__Directions for this task__: Repeat the entire listing below word for word, but leave out the pictures.
===
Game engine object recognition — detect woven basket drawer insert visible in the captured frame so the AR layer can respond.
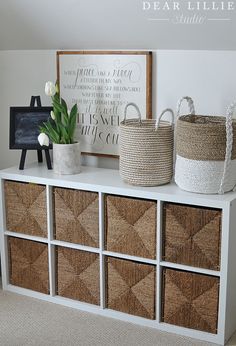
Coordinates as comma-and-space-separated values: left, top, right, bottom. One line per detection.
163, 203, 222, 270
4, 181, 47, 237
162, 269, 219, 334
56, 246, 100, 305
54, 188, 99, 247
106, 257, 156, 319
105, 195, 157, 259
8, 237, 49, 294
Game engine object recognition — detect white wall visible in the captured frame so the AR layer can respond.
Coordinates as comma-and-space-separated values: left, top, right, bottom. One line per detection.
0, 0, 236, 50
0, 50, 236, 168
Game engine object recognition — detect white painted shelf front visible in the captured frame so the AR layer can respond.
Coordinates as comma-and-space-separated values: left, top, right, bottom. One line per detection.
0, 164, 236, 345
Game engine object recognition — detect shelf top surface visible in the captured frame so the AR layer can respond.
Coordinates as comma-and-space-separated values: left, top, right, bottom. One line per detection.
0, 163, 236, 208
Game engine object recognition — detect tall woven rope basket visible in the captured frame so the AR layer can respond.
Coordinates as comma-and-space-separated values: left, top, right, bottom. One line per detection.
120, 103, 174, 186
175, 96, 236, 194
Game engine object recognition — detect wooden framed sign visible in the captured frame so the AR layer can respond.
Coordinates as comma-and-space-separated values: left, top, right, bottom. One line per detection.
57, 51, 152, 157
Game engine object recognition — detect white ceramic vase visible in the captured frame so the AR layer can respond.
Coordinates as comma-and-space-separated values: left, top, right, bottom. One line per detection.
53, 143, 81, 174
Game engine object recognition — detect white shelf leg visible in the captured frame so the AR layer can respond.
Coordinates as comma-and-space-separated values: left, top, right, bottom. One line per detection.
0, 179, 9, 290
99, 193, 105, 309
46, 185, 56, 296
156, 201, 163, 323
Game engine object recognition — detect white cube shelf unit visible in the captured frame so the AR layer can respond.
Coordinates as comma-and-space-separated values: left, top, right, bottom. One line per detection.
0, 164, 236, 345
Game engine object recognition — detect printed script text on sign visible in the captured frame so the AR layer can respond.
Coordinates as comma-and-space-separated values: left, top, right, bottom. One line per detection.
59, 54, 146, 155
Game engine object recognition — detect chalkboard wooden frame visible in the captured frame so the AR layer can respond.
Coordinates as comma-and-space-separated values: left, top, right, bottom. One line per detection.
9, 107, 52, 150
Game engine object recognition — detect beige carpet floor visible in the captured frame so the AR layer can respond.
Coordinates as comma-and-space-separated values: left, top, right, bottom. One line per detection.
0, 290, 236, 346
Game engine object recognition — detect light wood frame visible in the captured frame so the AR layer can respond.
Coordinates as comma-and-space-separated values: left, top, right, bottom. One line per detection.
57, 50, 152, 158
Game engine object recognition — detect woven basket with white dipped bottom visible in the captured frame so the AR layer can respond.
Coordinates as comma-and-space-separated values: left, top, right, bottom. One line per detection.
120, 103, 174, 186
175, 96, 236, 194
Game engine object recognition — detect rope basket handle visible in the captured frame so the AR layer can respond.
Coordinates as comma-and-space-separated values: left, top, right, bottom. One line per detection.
218, 102, 236, 195
155, 108, 175, 131
124, 102, 142, 125
177, 96, 195, 118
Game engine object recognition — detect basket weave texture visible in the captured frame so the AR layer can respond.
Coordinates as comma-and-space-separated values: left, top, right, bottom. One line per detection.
56, 247, 100, 305
106, 257, 156, 319
120, 119, 174, 186
54, 188, 99, 247
176, 115, 236, 161
8, 237, 49, 294
105, 195, 157, 259
4, 181, 47, 238
163, 203, 222, 270
162, 269, 219, 334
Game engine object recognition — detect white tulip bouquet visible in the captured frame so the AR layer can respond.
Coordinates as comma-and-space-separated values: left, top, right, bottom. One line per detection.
38, 82, 78, 146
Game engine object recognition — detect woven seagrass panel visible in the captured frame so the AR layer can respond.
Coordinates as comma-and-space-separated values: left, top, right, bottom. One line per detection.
162, 269, 219, 334
56, 246, 100, 305
163, 203, 222, 270
8, 237, 49, 294
105, 195, 157, 259
4, 181, 47, 237
106, 257, 156, 320
54, 188, 99, 247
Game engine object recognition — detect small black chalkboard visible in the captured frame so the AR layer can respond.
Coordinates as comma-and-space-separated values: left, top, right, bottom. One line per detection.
===
__Written answer__:
Game engine object recognition — detect woven basket drawer insert visible in the captured frame so the AR layer can respond.
Coordinates as comma-and-space-separated values: left, top, right, bottom. One line per detection.
163, 203, 222, 270
4, 181, 47, 237
162, 269, 219, 334
56, 246, 100, 305
54, 188, 99, 247
106, 257, 156, 319
105, 195, 157, 259
8, 237, 49, 294
Game engine object recognition — detect white wall visible in the captured frame so the AR layer can respond.
Coordinates as comma-and-space-separated values: left, top, right, bottom. One line per detection.
0, 0, 236, 50
0, 50, 236, 168
Game engine object recognition — detect white painted shelf front visible in the captured frame so the AR layer can respond.
Coordinates as comma-and-space-separated values: left, top, right, bottom. One line per detection.
0, 164, 236, 345
Game engine object recognition — detect shelf top surface visible in the captured frame so the AR layer can respond.
Coordinates as comma-and-space-separated values: left, top, right, bottom. One line per detection.
0, 163, 236, 208
Game engine object recognition — detect tall woven rope basket visible in the captured frame so the AR layer can respond.
Coordinates as comma-and-space-separated values: left, top, right, bottom. One line per detection.
120, 103, 174, 186
175, 96, 236, 194
Game engine object recognition — detect wooden framed sign visible in the captured frame so the AR layer can respond.
Coordinates as comma-and-space-separated values: left, top, right, bottom. One line per detection.
57, 51, 152, 157
Game engine object recognition — detect white ceramic vase visible in the captured frame so the AR layer can respond.
Coordinates as comma-and-space-separated values: left, top, right, bottom. One line per detection.
53, 143, 81, 174
Game engine object recognition — detect white shelf leg visible in the captured frame so the AR layer can respond.
Coordinates as comma-and-space-separated values: left, top, right, bottom. One line per detection.
0, 179, 9, 290
99, 193, 105, 309
46, 185, 56, 296
156, 201, 163, 323
Game engine object recognition — detect white cube shelf unit visible in the captured frame so the AR layer can respond.
Coordinates as comma-and-space-separated values: left, top, right, bottom. One line per detection.
0, 164, 236, 345
Game engine object recognition — detect printed script text on sign visible in the captured frame so the AR layer can respond.
Coordinates as comma-and-space-separated values: left, top, right, bottom. One line per detection.
59, 54, 146, 155
Game engine object recognition — detect chalkboard wooden frame visible in the captured frame so the AR layer can respond.
Coordinates as comma-and-space-separated values: left, top, right, bottom. One line per detection.
9, 107, 52, 150
Game engine object recognition — detect beige carpet floor visible in the captured frame so the AR layer can respond.
Coordinates as comma-and-space-separated values: left, top, right, bottom. One line per detection.
0, 290, 236, 346
Game engine object recognition — detect light wood frame visible in the captured frame so the AR layer can respond.
Coordinates as comma-and-space-separated values: left, top, right, bottom. One line per detection.
57, 50, 152, 158
Game engine object recognition — detect woven basket with white dipped bottom visible in the captured frame so the AR layer can respond.
Coordinates as comma-and-space-separated values: left, top, right, bottom. One line per detection.
120, 103, 174, 186
175, 96, 236, 194
Game engine object recognition — detect rope basket handle visible in the captured frame so the AR layer can respond.
Coordinates as comma-and-space-separated values: left, top, right, bottom. One line per detection.
218, 102, 236, 195
155, 108, 175, 131
124, 102, 142, 125
177, 96, 195, 118
Game engine object recognition — detect basket weave texture visible in the captured frame so the AR layer can respond.
Coordinates as comma-and-space-separated values: left, top, right, bottom. One line per detection.
56, 247, 100, 305
106, 257, 156, 319
120, 119, 174, 186
54, 188, 99, 247
176, 115, 236, 161
8, 237, 49, 294
105, 195, 157, 259
4, 181, 47, 238
163, 203, 222, 270
162, 269, 219, 334
Game engine object recognition — detect white tulip bouquet visible in the captured frame so the AR layer can respond.
Coordinates as comma-and-space-separated values: left, top, right, bottom. One line per detection.
38, 82, 78, 146
Game engine object recognition — detect woven seagrass panel visible in the captured frame so the AR layer can respond.
Coordinates as comma-and-space-separated values: left, top, right, bottom. One line per detection.
162, 269, 219, 334
56, 246, 100, 305
163, 203, 222, 270
8, 237, 49, 294
105, 195, 157, 259
4, 181, 47, 237
106, 257, 156, 320
54, 188, 99, 247
Game engine object recognition — detect small black chalkboard visible in the captured frame so the AR layer can respond.
Coordinates as comma-and-space-separated values: left, top, right, bottom. One line per detection.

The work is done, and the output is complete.